EXERCISE DESCRIPTION.
Using the entries below, transcribe exactly the line containing "Objective - one point per instance of the dark doorway" and each line that follows it to the end.

GIVEN DATA.

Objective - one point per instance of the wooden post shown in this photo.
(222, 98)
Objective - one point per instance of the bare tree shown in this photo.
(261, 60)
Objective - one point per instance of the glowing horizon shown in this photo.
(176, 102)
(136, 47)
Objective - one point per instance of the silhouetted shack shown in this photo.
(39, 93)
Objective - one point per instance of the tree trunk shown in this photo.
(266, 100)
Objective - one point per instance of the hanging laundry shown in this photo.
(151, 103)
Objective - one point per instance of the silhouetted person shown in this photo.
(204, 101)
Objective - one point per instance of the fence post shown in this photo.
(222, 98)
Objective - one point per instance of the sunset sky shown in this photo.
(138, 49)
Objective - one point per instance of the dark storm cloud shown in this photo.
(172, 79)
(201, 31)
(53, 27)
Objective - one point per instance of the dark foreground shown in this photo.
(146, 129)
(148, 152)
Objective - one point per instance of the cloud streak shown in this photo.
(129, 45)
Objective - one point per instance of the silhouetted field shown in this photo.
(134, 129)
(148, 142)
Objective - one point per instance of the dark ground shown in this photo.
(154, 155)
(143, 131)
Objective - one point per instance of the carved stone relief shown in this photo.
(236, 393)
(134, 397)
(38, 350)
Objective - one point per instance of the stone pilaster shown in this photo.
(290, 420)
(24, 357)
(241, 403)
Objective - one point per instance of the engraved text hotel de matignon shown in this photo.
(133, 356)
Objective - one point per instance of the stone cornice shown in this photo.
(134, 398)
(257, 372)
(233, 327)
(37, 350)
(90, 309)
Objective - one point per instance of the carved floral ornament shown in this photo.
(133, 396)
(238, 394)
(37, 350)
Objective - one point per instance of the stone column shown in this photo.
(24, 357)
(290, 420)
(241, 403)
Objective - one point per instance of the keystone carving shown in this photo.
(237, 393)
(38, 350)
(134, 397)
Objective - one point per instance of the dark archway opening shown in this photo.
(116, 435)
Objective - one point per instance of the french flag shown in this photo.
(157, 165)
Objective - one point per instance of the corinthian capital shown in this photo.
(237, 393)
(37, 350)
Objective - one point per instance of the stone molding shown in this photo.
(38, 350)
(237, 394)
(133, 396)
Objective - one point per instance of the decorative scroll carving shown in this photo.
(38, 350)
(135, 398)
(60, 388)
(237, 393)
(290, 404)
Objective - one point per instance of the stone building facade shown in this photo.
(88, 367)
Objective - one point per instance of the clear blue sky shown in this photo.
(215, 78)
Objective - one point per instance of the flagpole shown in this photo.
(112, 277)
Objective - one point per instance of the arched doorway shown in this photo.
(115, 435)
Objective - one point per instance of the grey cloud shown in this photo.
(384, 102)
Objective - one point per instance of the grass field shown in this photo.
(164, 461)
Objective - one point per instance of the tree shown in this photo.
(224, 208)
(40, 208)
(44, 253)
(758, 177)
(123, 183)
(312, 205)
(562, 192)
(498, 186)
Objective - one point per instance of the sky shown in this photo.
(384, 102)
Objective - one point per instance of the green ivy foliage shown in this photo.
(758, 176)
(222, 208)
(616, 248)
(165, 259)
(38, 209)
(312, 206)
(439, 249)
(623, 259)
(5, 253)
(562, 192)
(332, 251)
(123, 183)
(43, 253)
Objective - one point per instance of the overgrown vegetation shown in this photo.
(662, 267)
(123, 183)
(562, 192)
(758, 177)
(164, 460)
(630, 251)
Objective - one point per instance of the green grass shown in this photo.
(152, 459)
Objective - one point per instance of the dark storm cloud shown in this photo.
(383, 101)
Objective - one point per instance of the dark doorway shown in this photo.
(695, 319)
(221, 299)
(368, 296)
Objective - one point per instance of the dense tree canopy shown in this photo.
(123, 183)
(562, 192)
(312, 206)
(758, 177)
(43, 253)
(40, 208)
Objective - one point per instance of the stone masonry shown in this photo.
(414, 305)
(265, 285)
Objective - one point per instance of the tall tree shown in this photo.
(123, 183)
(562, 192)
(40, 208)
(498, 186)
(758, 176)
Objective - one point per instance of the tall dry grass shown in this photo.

ANSWER TO THE EXERCISE.
Objective - one point per instance of the dark doorway shown in this photo.
(695, 319)
(221, 299)
(368, 296)
Objective - one point per instance of the dense tree canopy shown in this photo.
(123, 183)
(562, 192)
(312, 206)
(758, 177)
(43, 253)
(40, 208)
Objective - one point per instance of the stone masonry shown in this photo.
(414, 305)
(265, 285)
Objective - one point per instance of the tall tree shown in this photo.
(123, 183)
(562, 192)
(40, 208)
(498, 186)
(758, 176)
Objective - one point per instance of the tall dry grass shown in this photo.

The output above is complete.